> What the task asks
Would you transcribe the records word for word, please?

═════ Data to examine

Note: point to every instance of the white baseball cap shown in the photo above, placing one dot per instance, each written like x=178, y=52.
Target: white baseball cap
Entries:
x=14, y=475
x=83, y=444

══════════

> Answer box
Note: point to every instance of the white baseball cap shown in the photo above, placing one dot per instance, each written like x=178, y=52.
Target: white baseball cap
Entries:
x=14, y=475
x=83, y=444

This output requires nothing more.